• _About this exercise_
Filter the entries down to the lines containing "poinsettia", and copy those lines.
══════════════════════════════
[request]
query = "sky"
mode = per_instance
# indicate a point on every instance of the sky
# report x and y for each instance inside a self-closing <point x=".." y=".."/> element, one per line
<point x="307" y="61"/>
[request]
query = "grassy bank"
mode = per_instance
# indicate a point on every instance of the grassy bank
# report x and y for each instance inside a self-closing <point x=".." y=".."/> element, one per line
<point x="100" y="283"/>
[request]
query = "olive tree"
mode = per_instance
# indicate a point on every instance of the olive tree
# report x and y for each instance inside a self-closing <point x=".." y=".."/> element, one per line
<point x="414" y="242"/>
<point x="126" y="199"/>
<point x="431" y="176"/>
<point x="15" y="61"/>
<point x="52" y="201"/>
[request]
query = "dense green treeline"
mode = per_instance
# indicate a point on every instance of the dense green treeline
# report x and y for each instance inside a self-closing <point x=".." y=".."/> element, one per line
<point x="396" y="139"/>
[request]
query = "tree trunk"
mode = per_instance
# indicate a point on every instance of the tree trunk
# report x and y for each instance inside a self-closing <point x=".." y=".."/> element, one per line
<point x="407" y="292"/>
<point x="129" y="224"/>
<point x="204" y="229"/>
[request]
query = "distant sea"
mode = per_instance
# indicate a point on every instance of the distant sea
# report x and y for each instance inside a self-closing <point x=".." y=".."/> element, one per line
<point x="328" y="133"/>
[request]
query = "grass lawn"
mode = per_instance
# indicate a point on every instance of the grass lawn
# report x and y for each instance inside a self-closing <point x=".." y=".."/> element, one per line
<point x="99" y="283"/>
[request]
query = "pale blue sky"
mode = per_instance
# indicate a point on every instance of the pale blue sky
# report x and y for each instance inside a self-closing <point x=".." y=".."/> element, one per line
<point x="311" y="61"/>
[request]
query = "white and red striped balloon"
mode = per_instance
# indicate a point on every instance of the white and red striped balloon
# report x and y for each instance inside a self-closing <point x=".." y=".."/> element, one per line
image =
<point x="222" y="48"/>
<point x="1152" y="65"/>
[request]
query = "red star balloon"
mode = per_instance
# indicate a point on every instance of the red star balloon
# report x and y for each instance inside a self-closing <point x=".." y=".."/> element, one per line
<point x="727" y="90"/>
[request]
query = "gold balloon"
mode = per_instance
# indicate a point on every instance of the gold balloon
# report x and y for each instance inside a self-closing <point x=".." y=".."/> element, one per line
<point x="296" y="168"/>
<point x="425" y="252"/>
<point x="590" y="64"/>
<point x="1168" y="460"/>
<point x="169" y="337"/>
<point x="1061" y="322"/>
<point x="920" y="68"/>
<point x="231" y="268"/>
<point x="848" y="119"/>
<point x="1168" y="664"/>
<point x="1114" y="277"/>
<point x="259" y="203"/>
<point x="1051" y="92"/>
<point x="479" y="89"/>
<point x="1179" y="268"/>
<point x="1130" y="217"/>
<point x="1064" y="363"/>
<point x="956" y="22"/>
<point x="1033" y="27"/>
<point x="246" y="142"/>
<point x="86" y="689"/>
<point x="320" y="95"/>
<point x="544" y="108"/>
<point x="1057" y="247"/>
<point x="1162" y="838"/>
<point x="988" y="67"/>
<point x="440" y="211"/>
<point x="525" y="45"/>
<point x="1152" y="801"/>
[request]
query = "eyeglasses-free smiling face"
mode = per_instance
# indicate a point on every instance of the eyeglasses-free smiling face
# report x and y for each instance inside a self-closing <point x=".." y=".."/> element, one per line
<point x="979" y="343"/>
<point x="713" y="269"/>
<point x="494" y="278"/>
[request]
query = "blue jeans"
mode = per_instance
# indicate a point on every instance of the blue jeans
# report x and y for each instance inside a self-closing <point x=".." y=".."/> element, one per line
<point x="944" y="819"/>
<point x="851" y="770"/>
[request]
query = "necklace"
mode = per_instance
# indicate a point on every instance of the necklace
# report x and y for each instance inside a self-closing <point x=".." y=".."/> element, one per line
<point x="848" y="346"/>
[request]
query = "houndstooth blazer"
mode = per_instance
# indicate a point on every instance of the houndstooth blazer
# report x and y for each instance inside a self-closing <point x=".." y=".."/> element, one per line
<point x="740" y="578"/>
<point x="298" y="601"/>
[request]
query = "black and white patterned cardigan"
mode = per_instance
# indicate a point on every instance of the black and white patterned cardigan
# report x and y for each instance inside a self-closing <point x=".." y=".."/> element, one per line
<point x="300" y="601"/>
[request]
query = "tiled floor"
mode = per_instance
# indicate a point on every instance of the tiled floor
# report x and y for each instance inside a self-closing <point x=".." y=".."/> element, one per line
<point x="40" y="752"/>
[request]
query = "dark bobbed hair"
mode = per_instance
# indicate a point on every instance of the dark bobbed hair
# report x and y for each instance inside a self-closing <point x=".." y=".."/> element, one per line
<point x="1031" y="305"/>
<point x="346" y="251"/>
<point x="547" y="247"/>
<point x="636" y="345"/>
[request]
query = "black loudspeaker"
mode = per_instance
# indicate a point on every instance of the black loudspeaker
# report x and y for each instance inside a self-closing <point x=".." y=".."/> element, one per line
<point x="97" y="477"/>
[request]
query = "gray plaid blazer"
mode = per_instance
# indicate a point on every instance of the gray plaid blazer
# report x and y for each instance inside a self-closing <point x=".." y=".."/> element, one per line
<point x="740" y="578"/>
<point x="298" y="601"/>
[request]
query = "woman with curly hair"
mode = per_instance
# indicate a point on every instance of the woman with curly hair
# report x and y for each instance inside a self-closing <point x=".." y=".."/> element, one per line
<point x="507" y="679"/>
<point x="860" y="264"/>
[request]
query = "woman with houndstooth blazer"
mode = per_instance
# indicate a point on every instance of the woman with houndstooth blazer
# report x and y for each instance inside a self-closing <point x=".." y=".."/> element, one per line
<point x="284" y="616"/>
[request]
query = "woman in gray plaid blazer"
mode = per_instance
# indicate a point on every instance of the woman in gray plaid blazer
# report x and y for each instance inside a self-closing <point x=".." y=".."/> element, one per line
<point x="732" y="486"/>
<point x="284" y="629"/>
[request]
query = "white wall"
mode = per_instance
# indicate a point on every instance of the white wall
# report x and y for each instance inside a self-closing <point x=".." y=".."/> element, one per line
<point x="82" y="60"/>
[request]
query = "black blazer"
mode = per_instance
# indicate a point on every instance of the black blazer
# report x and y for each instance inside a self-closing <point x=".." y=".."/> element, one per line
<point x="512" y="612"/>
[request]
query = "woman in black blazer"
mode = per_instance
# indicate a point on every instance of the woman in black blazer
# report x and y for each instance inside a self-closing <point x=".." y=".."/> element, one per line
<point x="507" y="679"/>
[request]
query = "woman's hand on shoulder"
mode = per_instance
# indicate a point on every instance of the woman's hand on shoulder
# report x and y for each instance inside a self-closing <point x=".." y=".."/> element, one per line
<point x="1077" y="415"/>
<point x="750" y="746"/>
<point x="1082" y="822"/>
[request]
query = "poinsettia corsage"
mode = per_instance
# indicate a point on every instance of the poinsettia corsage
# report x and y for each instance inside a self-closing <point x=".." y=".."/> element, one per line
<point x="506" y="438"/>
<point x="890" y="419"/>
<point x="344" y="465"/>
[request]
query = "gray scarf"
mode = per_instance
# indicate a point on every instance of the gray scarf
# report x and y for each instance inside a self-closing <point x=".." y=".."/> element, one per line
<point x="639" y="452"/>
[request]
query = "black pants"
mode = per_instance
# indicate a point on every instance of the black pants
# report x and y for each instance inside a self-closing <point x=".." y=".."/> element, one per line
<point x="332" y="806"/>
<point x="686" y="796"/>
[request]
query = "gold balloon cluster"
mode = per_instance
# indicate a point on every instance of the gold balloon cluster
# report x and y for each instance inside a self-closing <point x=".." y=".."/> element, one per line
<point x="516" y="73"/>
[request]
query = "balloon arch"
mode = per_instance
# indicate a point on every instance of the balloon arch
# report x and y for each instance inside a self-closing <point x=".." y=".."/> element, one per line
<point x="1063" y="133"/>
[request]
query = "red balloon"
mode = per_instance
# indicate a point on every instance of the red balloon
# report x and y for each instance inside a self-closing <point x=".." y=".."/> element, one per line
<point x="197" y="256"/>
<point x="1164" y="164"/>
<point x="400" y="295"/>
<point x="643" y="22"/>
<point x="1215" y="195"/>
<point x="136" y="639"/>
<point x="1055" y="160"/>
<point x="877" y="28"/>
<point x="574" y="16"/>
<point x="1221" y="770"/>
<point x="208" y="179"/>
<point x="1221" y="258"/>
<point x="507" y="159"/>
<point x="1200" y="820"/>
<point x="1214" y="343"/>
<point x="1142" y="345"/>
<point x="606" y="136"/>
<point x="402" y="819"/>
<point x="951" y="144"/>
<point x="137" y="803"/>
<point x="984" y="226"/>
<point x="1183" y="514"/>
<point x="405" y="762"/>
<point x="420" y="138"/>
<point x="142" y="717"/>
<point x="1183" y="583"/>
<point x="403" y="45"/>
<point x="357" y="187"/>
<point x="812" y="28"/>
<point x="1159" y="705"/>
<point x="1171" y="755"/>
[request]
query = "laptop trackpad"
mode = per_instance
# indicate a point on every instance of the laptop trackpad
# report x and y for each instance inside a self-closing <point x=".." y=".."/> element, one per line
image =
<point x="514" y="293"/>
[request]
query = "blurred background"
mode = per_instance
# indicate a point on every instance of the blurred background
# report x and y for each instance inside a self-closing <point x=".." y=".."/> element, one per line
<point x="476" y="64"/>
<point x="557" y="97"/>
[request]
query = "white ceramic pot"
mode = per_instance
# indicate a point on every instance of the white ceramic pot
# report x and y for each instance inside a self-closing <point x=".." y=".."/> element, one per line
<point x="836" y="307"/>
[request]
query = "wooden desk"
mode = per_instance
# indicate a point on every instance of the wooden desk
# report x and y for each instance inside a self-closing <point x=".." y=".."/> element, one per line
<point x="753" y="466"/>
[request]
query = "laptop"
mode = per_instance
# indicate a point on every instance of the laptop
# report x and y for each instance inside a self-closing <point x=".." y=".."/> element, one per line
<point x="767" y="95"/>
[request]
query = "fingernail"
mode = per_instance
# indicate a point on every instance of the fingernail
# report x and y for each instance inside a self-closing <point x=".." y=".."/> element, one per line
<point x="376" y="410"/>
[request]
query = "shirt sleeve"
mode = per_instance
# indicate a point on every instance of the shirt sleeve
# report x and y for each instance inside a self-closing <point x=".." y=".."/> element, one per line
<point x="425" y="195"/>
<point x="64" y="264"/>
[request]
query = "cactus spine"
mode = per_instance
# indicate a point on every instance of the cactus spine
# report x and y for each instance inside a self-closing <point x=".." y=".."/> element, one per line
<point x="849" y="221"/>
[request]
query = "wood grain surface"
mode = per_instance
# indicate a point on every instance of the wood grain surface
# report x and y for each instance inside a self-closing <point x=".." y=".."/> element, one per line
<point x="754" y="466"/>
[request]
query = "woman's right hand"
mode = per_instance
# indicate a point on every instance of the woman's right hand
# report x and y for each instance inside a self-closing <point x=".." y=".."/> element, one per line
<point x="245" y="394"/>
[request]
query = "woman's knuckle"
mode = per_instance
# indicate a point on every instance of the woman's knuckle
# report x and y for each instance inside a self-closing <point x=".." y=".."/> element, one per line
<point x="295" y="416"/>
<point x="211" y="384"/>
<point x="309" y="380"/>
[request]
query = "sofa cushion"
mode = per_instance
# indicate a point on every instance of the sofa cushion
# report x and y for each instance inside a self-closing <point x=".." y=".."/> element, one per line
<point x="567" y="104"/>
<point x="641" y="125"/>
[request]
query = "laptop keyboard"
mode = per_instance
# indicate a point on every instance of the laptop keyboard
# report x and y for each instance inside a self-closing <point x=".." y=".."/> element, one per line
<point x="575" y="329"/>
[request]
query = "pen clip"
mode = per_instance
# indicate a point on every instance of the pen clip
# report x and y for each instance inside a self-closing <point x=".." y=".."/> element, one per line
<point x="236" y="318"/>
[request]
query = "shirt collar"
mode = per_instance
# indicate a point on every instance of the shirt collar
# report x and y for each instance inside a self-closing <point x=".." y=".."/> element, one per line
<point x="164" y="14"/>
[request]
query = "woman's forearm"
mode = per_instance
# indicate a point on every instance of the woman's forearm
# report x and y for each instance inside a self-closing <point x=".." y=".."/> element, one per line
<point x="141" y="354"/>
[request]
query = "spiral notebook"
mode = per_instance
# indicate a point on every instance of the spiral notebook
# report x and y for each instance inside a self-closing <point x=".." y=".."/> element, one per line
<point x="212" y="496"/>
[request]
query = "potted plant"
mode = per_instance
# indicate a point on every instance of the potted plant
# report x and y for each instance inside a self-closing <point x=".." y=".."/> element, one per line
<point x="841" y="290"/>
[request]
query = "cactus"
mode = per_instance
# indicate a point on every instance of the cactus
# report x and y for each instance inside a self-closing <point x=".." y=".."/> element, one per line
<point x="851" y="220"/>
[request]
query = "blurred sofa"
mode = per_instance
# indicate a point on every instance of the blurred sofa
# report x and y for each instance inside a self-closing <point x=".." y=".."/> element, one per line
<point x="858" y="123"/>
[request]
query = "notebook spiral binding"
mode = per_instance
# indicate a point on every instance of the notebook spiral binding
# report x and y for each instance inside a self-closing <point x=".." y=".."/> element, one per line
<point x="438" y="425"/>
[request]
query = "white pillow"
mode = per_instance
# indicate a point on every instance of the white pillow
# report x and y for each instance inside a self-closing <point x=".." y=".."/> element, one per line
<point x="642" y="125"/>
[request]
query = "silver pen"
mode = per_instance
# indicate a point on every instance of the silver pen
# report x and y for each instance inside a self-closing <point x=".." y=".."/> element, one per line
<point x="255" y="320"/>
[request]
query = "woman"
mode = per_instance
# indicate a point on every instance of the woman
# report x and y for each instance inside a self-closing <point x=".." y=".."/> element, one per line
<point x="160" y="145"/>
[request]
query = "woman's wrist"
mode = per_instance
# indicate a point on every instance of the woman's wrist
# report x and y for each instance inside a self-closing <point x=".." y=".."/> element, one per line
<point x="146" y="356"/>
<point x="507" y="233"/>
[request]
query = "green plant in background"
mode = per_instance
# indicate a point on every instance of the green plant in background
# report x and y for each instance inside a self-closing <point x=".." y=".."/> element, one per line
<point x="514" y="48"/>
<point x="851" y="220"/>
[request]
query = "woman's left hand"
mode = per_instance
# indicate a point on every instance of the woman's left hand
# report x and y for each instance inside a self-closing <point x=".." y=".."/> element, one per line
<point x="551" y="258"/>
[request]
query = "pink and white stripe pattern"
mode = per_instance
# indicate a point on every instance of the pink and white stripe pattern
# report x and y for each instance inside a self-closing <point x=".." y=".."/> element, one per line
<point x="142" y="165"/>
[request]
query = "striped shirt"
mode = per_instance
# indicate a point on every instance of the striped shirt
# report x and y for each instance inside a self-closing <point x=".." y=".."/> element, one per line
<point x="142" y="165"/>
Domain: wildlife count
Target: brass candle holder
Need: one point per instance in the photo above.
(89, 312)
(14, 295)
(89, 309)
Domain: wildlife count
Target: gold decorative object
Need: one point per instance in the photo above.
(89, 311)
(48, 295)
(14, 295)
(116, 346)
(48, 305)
══════════════════════════════
• _Solution_
query = "poinsettia corsage"
# indicate a point on every instance of the poinsettia corsage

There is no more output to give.